§ Required work: Set down exactly the lines from the one containing "Detect each boulder" through the last line of the data below, and no others.
(Entries shown)
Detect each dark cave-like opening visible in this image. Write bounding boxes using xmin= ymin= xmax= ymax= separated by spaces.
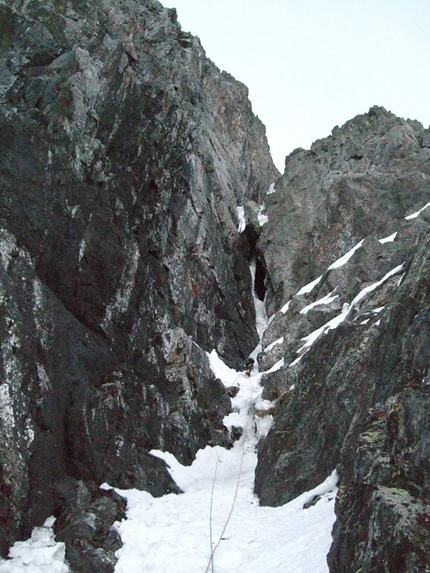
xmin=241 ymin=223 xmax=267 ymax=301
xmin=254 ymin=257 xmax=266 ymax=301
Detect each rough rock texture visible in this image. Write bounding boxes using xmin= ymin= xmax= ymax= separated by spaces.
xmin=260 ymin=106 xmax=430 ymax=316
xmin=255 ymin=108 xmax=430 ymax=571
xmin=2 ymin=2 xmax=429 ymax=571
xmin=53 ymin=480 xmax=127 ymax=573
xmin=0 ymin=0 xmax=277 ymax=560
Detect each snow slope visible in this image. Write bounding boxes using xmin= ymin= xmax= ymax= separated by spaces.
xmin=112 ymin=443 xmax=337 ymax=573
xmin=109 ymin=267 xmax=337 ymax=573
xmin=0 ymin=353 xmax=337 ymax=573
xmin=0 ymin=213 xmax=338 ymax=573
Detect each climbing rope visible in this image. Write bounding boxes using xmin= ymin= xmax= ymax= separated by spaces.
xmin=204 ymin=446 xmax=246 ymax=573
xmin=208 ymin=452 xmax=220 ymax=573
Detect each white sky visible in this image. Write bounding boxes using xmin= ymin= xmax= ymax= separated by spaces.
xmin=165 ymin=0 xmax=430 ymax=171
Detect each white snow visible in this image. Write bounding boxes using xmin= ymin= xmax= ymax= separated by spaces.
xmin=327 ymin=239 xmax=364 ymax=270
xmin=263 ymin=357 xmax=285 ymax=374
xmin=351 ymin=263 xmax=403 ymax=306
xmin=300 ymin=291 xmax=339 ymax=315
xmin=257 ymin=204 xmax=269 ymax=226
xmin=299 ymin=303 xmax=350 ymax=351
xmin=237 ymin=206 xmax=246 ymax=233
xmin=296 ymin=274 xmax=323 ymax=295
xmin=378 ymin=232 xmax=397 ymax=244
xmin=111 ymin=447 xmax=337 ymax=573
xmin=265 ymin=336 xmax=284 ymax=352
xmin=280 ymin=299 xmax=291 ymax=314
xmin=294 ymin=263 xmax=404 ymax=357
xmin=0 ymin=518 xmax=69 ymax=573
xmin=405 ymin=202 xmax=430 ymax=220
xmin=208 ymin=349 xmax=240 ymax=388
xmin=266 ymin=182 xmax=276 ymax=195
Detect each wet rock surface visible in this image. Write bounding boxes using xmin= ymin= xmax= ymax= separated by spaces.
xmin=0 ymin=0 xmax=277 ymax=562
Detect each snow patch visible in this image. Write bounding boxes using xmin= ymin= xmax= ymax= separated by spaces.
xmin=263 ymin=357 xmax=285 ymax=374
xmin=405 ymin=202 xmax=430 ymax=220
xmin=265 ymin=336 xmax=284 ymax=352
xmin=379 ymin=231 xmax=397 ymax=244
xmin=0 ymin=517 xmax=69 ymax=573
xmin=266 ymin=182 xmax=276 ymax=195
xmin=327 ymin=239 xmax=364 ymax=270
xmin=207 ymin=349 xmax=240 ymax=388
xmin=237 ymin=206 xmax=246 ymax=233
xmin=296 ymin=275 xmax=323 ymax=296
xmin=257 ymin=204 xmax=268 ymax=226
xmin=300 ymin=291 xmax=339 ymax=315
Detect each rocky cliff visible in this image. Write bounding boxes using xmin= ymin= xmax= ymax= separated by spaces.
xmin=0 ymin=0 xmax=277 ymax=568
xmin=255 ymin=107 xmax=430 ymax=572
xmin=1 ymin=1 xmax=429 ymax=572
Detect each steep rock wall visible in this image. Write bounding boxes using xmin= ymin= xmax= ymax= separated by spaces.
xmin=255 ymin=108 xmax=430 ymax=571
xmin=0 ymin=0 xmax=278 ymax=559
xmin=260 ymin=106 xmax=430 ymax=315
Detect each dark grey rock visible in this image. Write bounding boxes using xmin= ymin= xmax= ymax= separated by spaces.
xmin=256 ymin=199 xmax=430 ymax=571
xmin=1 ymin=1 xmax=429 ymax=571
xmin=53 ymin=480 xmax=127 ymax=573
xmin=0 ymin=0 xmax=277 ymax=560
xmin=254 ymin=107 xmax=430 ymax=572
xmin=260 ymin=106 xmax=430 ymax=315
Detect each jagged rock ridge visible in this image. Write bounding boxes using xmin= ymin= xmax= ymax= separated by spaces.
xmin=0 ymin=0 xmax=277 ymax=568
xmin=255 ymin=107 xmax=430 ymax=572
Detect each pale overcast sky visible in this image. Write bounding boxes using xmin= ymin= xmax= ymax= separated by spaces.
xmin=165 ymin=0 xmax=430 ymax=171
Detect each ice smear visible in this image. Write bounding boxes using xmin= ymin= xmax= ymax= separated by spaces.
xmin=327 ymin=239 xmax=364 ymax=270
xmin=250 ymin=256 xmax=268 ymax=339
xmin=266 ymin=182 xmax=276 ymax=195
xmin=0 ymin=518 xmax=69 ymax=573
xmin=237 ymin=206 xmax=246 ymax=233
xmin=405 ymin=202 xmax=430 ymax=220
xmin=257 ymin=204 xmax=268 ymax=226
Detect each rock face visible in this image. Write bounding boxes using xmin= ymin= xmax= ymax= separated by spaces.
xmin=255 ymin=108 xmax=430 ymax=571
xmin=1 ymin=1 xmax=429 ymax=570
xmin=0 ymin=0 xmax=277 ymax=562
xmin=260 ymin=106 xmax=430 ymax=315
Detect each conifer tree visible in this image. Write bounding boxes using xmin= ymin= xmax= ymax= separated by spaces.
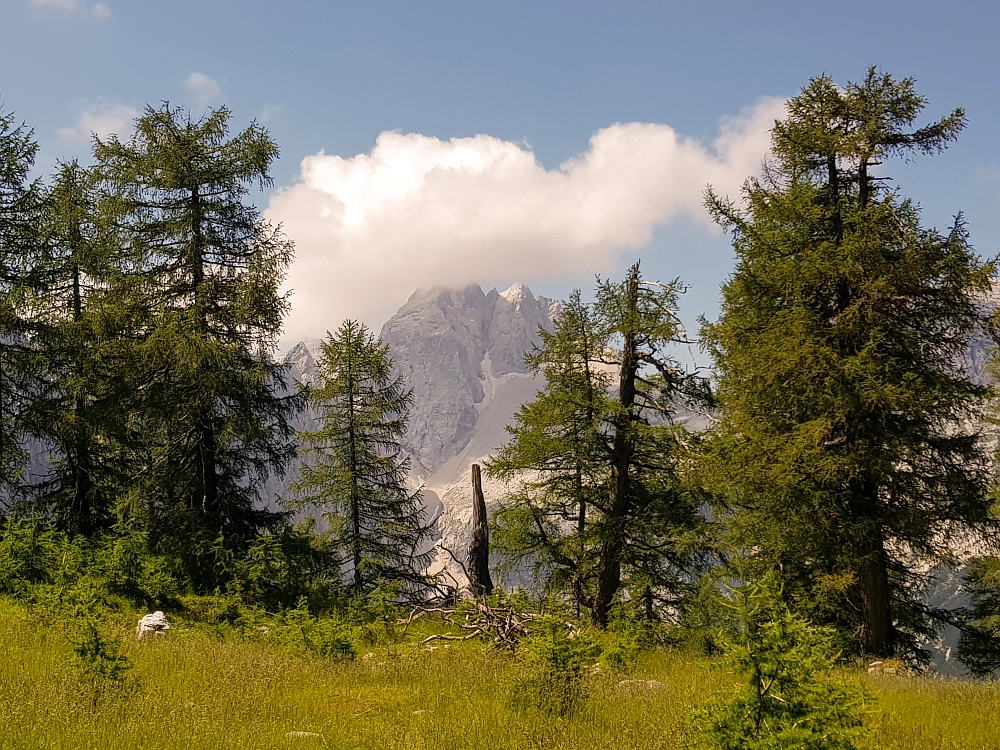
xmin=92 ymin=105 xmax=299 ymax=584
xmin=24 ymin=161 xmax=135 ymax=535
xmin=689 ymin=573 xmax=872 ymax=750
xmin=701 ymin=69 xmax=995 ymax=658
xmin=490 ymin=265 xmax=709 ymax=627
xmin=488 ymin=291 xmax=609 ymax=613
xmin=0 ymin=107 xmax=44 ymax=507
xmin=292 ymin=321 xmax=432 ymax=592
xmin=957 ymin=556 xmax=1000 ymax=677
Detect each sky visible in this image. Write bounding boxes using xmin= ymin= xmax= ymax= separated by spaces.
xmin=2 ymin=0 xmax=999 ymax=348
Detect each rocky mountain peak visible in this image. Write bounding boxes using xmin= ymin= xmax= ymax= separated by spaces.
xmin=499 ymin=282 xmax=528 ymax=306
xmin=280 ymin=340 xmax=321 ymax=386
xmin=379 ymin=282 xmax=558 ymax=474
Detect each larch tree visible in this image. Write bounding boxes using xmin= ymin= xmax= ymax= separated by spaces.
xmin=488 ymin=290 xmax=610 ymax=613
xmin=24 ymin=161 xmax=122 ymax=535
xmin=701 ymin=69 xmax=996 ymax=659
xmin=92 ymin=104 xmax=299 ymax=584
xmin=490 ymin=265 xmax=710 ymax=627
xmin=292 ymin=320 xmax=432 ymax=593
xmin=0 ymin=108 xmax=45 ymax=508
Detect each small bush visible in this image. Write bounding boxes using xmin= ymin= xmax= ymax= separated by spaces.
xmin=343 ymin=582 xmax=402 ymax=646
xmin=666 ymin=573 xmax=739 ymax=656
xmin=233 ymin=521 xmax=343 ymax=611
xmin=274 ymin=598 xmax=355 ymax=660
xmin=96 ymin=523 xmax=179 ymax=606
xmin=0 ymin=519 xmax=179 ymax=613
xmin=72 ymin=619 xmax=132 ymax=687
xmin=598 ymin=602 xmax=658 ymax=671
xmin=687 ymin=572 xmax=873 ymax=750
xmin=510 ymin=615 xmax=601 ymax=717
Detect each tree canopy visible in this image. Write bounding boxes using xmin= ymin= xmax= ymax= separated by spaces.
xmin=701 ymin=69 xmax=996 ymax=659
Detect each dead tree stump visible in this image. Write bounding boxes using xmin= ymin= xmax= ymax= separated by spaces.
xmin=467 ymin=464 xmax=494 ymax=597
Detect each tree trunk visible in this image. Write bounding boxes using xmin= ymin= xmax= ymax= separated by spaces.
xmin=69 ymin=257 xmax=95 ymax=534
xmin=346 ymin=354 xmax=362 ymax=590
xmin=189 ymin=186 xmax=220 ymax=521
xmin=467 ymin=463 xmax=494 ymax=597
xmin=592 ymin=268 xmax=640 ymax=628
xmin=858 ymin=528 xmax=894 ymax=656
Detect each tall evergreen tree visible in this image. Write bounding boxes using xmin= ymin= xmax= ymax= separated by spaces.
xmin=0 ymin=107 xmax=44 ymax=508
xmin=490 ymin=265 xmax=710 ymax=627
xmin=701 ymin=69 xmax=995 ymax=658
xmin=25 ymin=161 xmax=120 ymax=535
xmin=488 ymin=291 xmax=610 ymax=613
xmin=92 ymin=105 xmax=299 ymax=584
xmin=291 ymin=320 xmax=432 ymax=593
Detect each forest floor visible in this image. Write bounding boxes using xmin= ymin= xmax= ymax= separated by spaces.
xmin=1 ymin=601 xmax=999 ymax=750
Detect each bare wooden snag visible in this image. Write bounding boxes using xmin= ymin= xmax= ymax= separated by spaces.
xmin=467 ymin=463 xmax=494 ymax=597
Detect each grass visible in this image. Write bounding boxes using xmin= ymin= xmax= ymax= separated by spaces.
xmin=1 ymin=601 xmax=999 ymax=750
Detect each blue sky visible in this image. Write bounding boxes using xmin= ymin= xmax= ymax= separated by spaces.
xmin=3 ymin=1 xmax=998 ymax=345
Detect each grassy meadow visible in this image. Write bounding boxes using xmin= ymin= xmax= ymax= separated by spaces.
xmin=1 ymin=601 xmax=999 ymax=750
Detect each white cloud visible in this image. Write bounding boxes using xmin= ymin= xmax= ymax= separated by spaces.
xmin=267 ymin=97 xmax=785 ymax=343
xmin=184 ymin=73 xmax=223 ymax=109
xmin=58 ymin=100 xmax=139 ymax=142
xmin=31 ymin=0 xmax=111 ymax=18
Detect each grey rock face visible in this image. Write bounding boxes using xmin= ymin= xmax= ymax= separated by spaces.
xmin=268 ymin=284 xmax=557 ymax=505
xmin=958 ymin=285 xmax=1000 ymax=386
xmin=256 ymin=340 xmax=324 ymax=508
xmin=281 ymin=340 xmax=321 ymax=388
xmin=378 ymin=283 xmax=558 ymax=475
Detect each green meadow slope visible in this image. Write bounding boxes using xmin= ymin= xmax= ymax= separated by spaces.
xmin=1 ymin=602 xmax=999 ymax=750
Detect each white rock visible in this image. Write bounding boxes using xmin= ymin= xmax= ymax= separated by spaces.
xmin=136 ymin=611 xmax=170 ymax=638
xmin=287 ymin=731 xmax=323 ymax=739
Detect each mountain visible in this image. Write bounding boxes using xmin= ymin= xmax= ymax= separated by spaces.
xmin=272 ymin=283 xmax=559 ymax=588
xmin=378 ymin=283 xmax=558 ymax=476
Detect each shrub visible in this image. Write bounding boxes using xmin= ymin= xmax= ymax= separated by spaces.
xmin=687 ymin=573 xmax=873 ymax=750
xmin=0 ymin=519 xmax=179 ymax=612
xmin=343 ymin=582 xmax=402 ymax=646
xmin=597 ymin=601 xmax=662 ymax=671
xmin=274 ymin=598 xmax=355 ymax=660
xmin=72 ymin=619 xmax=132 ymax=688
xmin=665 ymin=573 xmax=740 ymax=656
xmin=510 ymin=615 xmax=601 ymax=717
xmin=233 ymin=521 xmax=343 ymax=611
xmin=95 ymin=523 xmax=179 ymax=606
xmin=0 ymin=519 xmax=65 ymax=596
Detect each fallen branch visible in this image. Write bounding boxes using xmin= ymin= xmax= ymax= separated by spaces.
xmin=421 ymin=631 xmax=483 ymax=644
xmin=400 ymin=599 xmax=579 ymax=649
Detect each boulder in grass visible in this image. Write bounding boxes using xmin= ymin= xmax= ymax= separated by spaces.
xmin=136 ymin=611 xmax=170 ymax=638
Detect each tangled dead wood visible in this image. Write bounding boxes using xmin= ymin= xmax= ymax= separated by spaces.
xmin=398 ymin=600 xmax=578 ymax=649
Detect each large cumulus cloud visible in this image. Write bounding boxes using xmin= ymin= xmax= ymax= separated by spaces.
(End Entries shown)
§ Exercise response:
Detect each boulder in grass visible in this image. Write bounding boxes using xmin= ymin= xmax= ymax= separated by spaces.
xmin=136 ymin=611 xmax=170 ymax=638
Detect each tangled dead wood visible in this image. Write bounding boxes using xmin= ymin= xmax= ymax= separated by spaces.
xmin=398 ymin=600 xmax=578 ymax=649
Detect each large cumulus cloud visible in this image. Write bounding boxes using xmin= ymin= xmax= ymax= separated by spaces.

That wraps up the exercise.